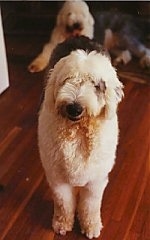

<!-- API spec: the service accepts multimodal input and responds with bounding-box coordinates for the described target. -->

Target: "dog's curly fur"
[93,10,150,68]
[28,0,94,72]
[38,36,123,239]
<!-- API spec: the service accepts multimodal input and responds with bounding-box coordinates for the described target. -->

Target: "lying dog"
[28,0,94,72]
[94,11,150,67]
[38,37,123,239]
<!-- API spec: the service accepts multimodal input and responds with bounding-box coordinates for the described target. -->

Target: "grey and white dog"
[94,10,150,67]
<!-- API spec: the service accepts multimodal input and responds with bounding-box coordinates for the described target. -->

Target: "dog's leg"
[78,178,108,239]
[52,184,76,235]
[28,43,54,73]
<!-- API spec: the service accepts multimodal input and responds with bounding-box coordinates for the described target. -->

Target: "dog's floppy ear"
[105,80,124,119]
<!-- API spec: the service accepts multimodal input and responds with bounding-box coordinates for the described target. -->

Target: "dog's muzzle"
[65,102,83,121]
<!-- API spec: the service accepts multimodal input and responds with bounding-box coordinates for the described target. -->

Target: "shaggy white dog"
[28,0,94,72]
[38,37,123,239]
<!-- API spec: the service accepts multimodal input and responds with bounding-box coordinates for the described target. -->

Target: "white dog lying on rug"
[28,0,94,72]
[38,37,123,239]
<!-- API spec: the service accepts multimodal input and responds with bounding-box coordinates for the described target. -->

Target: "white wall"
[0,9,9,94]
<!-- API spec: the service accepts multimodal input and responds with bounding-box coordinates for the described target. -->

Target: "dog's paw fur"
[52,215,74,235]
[80,217,103,239]
[28,56,47,73]
[113,50,132,66]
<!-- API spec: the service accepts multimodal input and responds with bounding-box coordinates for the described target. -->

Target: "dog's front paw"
[140,49,150,68]
[80,218,103,239]
[53,213,74,235]
[28,56,48,73]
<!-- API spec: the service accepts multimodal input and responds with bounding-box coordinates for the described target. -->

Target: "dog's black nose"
[66,103,83,118]
[72,22,81,29]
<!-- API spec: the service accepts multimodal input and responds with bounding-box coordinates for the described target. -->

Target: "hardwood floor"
[0,32,150,240]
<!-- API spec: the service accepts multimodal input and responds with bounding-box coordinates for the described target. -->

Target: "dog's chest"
[59,131,99,186]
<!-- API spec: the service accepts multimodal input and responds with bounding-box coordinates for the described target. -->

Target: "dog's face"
[57,1,94,36]
[46,50,123,121]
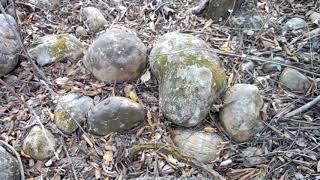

== TASK REQUIREMENTS ==
Substitute "wooden floor" for "hardwood floor" throughout the listing above and give it back with everything else unchanged. Leave the pictures out.

== RIGHT ANSWER ==
<!-- API spec: the service accepts multimodal input and responds with bounding-box coordinates for the described target. -->

Target: "dog's curly fur"
[93,10,150,68]
[28,0,94,72]
[38,36,123,239]
<!-- API spec: the service accepts multimodal input and responds with bounding-box coordinates for the described target. -->

Target: "lying dog"
[28,0,94,72]
[94,11,150,67]
[38,37,123,239]
<!-- API spec: the service accepts multimodal input and responds with bounding-box coordinates for the described target. -->

Target: "grey and white dog"
[94,10,150,67]
<!-- API spec: the service accepts multimodal input and responds with bounding-box coordinates for the described target. -->

Target: "dog's leg"
[78,178,108,239]
[52,184,76,235]
[28,43,54,73]
<!-- API spec: the service accepts multimodal input and responds with bounding-box coordinates for the described target. -->

Target: "dog's floppy ear"
[105,80,124,119]
<!-- API spec: the service accepts multimodal input and responds with bounding-box coordinates for the described target. -->

Target: "dog's muzzle"
[65,102,83,121]
<!-- API spec: the service accepts multimodal input and responds with bounding-box coordinates for the described target. -->

Target: "shaggy white dog"
[28,0,94,72]
[38,37,123,239]
<!-- API spec: the service accepts multimodal input and responds with bounding-box coordinates for the described target. -->

Target: "white dog lying on rug"
[28,0,94,72]
[38,37,123,239]
<!-- API spec: the service accepts multimodal input and responds with bounding-box coordinates for the described target. -->

Target: "white wall"
[0,9,9,94]
<!-- API spec: the service accepts multimodal input and responds with bounding-box coordinates for the described target. -->

Target: "dog's paw fur"
[52,215,74,235]
[80,217,103,239]
[28,56,47,73]
[113,50,132,66]
<!-- API spec: the service accepts multimodal input and responds with bounding-box coordinates for the described target. -->

Target: "dog's front paw"
[140,49,150,68]
[80,218,103,239]
[53,213,74,235]
[28,56,48,73]
<!-- API spec: the service accepts multimodal input and responds with bounding-box coordinates for the described target. -->

Target: "dog's black nose"
[66,103,83,118]
[72,22,81,29]
<!-- API spec: the service accepts multimodal input and responds with bounding-box coordinates for the described target. -->

Target: "wooden floor"
[0,32,150,240]
<!-- API spec: the service accepts multimodal input and responds with bounding-box coordinates for the described target. -->

Target: "dog's chest"
[59,131,99,186]
<!-- API spec: the service accepts multimodal input and responds with bounding-box coordinates for the described target. -->

Target: "dog's face"
[57,1,94,36]
[46,50,123,121]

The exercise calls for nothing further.